** SOURCE DATA **
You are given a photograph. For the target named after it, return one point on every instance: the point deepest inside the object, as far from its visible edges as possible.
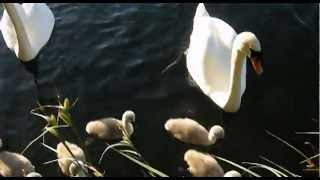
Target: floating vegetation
(73, 157)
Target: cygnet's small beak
(256, 60)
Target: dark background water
(110, 56)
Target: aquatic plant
(74, 160)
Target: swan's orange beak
(256, 61)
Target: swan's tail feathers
(176, 61)
(201, 11)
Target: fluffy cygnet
(66, 159)
(232, 173)
(202, 165)
(33, 174)
(14, 164)
(191, 132)
(111, 128)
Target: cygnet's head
(66, 159)
(232, 173)
(202, 165)
(129, 116)
(75, 169)
(215, 133)
(14, 164)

** PROBLEM DETAILS **
Rewrite all the lines above, requests included, but shift every point coordinate in the answers up by 47. Leave the picture out.

** WORKED SOLUTION **
You are given a photograph. For the target named after it, return one point on every instance: the point deepest inside the object, as far from its visible edges as possible.
Target: floating vegetation
(120, 204)
Target: cygnet's small beak
(303, 107)
Target: dark background water
(157, 103)
Target: aquatic plant
(121, 207)
Target: swan's orange beak
(303, 108)
Target: swan's tail feathers
(223, 108)
(248, 58)
Target: fluffy cygnet
(113, 206)
(279, 220)
(249, 212)
(80, 221)
(61, 211)
(238, 179)
(158, 175)
Target: cygnet's head
(113, 206)
(279, 220)
(249, 212)
(176, 163)
(122, 216)
(262, 180)
(61, 211)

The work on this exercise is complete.